Detection annotation records
━━━━━━━━━━━━━━━━
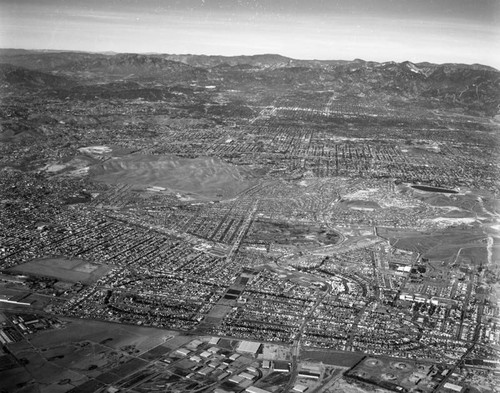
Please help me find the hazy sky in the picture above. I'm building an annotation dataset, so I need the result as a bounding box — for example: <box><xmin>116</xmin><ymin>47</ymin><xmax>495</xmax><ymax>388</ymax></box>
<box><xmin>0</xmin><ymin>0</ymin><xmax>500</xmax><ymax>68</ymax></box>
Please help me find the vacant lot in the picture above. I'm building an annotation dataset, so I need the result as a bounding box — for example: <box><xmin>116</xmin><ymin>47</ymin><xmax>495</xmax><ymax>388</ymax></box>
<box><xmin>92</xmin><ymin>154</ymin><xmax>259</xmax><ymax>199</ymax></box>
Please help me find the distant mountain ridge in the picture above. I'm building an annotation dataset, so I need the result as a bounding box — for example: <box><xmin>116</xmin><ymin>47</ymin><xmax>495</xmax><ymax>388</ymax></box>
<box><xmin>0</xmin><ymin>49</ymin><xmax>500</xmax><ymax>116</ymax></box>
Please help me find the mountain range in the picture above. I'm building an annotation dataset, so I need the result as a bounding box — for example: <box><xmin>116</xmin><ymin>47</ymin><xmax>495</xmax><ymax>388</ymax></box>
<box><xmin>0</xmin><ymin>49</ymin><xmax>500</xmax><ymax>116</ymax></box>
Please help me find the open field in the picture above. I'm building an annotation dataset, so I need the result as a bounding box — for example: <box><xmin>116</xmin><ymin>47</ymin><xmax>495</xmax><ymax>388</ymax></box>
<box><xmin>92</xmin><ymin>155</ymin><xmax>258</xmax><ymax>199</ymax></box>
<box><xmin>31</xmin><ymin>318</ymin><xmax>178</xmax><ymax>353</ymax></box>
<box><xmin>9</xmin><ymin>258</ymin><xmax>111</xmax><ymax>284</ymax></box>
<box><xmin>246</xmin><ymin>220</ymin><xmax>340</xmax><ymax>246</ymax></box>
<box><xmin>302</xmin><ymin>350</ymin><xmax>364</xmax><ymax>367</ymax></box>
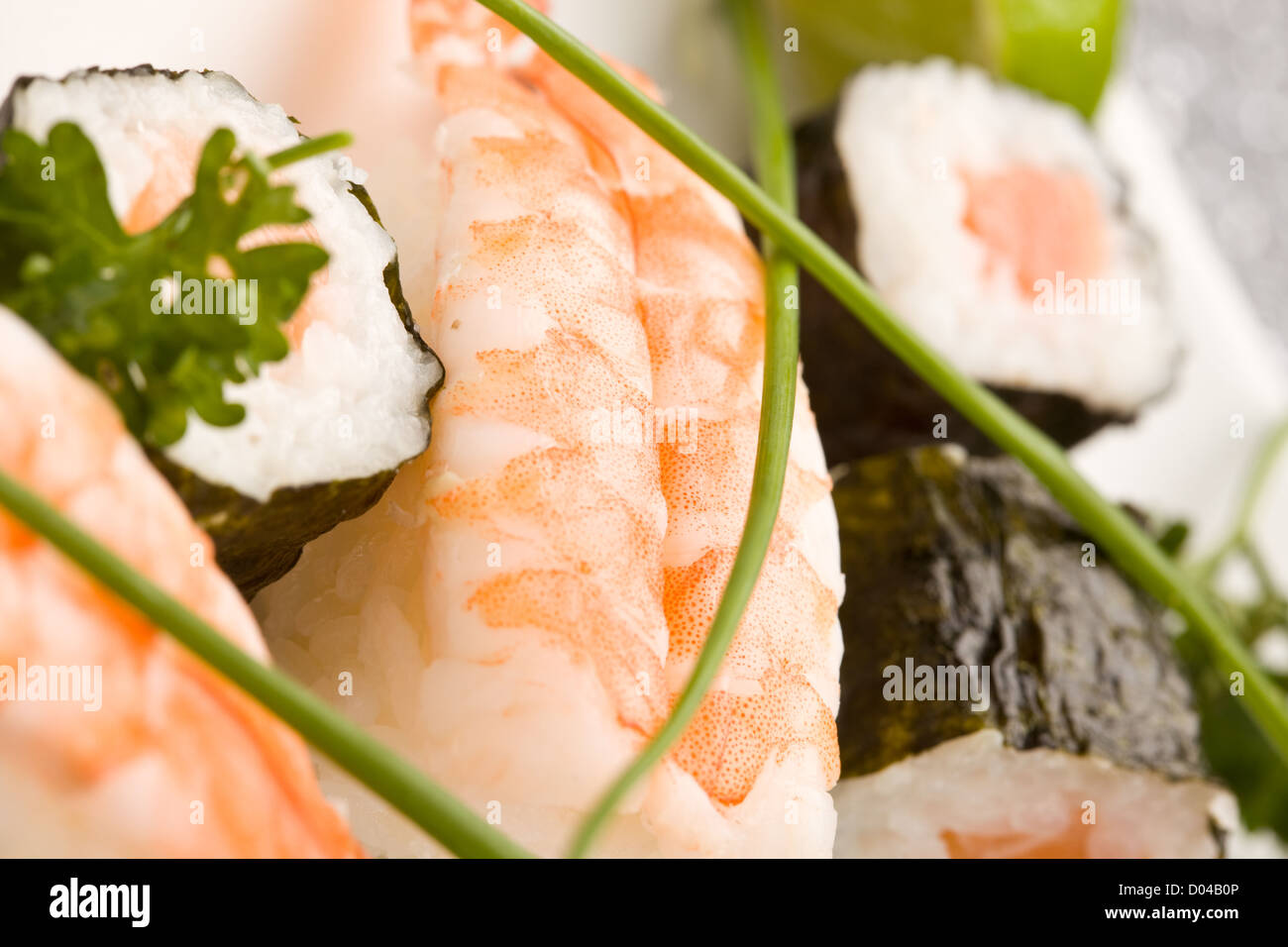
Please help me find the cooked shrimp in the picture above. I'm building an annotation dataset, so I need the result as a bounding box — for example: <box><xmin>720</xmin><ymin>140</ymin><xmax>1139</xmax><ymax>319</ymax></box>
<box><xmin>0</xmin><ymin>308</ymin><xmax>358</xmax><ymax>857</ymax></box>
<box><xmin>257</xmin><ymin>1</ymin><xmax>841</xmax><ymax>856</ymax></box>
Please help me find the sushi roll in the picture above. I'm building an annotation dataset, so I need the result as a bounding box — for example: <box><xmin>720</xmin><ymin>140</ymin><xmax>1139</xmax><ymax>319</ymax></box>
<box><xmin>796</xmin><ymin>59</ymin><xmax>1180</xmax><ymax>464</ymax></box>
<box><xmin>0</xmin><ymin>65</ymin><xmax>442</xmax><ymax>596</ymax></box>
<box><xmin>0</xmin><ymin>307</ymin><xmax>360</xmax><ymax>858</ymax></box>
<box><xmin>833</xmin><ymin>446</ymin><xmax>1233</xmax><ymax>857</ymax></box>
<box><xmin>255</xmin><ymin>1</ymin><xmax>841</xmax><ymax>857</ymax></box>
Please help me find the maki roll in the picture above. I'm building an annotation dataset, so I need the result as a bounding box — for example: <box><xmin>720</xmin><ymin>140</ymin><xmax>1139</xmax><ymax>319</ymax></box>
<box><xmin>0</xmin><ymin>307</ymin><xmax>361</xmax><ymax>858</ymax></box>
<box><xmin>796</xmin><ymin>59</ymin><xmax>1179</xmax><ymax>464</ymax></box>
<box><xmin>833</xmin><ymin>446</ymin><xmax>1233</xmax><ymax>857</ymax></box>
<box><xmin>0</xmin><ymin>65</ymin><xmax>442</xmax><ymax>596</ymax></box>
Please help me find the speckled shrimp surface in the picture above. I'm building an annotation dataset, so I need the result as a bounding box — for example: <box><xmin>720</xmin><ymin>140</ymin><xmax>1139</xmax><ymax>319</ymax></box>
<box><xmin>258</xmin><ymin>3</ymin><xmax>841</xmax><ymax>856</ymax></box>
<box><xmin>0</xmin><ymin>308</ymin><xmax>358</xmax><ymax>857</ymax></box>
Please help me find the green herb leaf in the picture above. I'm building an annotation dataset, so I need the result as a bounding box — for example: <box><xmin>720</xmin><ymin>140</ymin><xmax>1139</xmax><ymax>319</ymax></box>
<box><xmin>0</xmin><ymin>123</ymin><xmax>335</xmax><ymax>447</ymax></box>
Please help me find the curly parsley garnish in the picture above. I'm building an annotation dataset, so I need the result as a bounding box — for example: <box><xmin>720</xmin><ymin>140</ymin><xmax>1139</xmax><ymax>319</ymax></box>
━━━━━━━━━━━━━━━━
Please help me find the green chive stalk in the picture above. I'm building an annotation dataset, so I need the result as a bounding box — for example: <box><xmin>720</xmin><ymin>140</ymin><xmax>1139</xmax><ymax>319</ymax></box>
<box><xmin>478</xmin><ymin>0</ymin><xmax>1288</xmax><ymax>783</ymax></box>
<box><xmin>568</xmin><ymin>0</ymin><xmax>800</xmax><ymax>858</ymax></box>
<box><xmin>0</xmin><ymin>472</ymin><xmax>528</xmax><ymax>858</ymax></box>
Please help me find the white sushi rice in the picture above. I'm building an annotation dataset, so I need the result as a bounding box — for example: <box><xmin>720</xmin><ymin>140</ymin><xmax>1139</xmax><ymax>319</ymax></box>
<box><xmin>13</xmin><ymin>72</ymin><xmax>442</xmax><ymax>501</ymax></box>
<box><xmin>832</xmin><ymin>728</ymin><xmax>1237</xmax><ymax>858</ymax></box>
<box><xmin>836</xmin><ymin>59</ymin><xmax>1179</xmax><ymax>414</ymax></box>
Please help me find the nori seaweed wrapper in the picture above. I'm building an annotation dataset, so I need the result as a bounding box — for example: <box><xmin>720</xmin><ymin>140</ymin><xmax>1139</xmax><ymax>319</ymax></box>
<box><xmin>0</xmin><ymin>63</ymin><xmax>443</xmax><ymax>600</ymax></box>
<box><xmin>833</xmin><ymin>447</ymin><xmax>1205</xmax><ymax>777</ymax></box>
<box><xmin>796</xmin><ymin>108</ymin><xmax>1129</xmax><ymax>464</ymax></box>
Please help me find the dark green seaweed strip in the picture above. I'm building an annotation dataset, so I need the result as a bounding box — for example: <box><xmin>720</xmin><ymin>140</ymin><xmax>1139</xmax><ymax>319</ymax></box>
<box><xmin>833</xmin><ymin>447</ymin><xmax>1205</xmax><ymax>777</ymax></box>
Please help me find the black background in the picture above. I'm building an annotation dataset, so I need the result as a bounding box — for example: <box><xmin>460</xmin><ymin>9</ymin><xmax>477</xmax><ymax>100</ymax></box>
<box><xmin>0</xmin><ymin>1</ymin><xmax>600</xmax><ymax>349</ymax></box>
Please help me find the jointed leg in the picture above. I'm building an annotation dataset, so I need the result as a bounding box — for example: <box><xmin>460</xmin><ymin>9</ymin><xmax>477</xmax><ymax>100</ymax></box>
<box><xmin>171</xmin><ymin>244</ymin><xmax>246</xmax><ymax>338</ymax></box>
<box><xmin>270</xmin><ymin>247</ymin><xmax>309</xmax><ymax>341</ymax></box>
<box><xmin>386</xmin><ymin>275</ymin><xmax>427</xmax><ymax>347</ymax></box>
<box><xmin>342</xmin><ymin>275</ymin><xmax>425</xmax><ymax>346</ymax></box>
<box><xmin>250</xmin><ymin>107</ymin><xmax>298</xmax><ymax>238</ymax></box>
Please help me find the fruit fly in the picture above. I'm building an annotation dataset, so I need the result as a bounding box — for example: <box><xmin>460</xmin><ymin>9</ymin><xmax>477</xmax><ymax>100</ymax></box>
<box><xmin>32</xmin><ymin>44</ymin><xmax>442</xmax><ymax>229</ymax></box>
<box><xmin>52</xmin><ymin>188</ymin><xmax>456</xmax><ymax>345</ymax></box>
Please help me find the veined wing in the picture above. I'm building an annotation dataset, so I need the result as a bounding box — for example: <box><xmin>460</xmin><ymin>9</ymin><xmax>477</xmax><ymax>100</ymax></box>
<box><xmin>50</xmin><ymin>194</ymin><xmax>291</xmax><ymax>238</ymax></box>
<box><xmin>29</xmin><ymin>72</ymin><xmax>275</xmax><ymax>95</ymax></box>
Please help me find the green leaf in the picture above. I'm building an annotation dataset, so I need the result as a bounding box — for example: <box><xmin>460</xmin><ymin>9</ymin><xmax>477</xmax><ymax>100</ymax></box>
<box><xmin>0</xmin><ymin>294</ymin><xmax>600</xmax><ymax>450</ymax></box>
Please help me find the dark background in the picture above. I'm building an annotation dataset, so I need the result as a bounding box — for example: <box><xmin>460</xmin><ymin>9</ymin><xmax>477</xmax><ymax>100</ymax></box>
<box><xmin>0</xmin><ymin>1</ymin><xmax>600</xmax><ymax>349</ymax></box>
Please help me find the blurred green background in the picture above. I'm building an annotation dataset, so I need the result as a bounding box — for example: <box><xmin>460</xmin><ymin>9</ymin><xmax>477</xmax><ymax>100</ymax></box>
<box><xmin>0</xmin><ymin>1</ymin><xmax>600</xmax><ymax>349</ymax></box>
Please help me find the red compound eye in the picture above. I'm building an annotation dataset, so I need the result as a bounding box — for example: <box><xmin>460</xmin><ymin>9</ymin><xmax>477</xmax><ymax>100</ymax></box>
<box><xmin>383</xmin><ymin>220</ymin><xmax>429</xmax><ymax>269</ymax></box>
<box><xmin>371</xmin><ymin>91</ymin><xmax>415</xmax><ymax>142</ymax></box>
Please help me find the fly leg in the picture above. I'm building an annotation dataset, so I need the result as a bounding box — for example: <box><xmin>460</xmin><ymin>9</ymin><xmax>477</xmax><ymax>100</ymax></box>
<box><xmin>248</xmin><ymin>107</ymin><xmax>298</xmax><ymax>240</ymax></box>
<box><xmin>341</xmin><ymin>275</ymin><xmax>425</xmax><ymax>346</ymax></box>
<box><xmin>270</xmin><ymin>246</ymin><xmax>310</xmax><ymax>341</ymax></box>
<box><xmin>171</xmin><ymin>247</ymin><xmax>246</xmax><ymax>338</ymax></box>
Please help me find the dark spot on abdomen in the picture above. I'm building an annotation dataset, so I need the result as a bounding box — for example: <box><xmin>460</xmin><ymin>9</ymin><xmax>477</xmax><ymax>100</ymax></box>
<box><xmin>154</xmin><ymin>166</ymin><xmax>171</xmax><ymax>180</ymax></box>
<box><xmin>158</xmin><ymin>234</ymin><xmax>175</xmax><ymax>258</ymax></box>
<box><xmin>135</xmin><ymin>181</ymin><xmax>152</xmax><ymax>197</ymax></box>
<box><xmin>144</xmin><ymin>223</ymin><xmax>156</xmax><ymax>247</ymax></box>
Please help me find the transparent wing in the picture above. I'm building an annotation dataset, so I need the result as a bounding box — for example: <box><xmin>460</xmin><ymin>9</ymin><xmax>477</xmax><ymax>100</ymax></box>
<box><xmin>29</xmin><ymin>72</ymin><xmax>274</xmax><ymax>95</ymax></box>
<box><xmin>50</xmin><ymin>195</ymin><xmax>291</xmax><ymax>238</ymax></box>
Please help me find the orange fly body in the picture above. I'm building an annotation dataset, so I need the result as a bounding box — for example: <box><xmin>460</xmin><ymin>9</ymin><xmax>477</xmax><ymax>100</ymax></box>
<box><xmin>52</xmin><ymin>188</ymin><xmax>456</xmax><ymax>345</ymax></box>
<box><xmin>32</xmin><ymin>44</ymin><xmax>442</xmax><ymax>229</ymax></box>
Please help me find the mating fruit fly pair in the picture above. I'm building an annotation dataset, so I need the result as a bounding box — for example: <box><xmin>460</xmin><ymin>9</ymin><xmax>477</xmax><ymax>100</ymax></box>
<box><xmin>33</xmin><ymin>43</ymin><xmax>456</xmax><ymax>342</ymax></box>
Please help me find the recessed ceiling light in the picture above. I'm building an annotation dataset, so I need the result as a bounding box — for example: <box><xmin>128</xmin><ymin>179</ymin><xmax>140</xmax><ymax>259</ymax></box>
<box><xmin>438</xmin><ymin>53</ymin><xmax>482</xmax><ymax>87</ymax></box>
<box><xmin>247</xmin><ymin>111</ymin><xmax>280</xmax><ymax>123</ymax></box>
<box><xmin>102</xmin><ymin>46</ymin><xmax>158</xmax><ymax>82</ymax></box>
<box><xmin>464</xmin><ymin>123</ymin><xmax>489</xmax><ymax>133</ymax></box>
━━━━━━━━━━━━━━━━
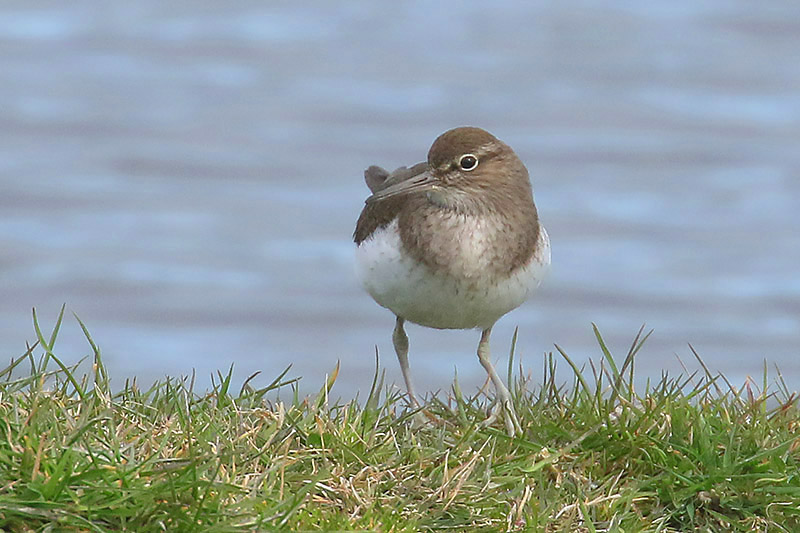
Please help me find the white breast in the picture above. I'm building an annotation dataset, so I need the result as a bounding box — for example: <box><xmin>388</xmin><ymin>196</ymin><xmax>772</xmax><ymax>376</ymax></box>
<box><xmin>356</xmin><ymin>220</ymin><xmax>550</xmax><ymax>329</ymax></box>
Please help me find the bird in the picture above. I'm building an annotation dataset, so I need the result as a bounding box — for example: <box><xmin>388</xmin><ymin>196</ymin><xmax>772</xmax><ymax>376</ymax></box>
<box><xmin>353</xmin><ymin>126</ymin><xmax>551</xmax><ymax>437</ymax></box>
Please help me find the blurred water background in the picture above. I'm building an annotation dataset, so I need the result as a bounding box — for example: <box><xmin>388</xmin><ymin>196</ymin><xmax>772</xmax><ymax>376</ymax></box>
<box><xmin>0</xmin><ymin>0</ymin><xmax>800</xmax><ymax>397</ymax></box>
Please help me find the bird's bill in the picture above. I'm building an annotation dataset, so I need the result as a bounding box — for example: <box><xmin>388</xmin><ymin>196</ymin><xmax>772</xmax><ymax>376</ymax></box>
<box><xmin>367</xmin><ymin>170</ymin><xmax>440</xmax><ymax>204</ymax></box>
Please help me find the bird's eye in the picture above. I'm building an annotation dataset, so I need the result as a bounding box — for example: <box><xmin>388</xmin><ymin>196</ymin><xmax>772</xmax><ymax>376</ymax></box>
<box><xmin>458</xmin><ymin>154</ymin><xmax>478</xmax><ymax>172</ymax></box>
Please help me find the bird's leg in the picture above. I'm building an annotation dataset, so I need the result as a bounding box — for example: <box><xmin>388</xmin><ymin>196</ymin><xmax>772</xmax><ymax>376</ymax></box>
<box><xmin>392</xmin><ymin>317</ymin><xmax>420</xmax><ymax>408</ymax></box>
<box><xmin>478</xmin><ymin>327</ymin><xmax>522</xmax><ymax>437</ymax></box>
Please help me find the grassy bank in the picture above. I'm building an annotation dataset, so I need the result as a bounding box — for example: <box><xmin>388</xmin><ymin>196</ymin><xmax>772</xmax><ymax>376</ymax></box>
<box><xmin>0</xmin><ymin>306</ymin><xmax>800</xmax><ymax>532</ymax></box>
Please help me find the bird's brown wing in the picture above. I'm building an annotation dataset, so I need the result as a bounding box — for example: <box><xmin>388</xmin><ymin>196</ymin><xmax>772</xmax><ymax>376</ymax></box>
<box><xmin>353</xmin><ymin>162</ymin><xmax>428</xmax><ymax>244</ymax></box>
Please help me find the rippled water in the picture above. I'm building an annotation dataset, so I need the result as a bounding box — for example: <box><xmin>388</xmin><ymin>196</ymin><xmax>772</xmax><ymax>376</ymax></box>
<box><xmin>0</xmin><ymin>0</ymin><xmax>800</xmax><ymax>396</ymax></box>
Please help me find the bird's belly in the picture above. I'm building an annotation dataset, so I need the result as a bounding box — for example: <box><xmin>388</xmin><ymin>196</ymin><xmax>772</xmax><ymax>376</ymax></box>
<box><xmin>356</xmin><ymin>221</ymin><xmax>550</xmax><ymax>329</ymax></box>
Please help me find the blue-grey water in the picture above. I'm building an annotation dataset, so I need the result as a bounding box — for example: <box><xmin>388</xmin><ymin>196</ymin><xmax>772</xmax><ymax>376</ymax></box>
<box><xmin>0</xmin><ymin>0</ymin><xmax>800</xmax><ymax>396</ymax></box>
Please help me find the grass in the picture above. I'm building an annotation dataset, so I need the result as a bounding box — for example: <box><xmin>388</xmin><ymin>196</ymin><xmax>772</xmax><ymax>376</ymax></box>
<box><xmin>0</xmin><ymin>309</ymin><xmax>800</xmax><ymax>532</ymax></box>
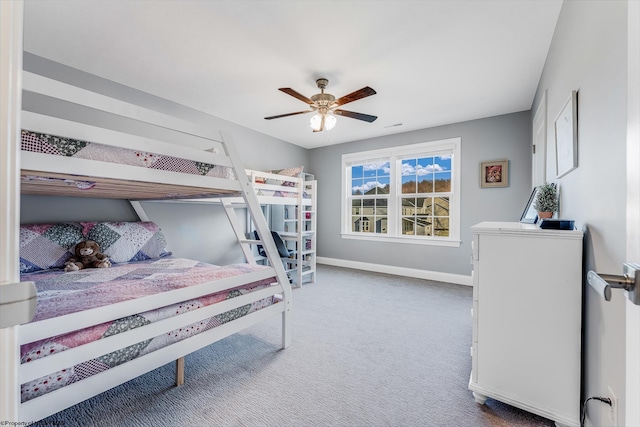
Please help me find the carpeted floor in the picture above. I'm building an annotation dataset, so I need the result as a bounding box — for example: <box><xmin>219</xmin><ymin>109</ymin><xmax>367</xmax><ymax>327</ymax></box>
━━━━━━━━━━━━━━━━
Exercise instructions: Tally the lines of the records that contain the word "wing". Give only the number.

Full answer: 3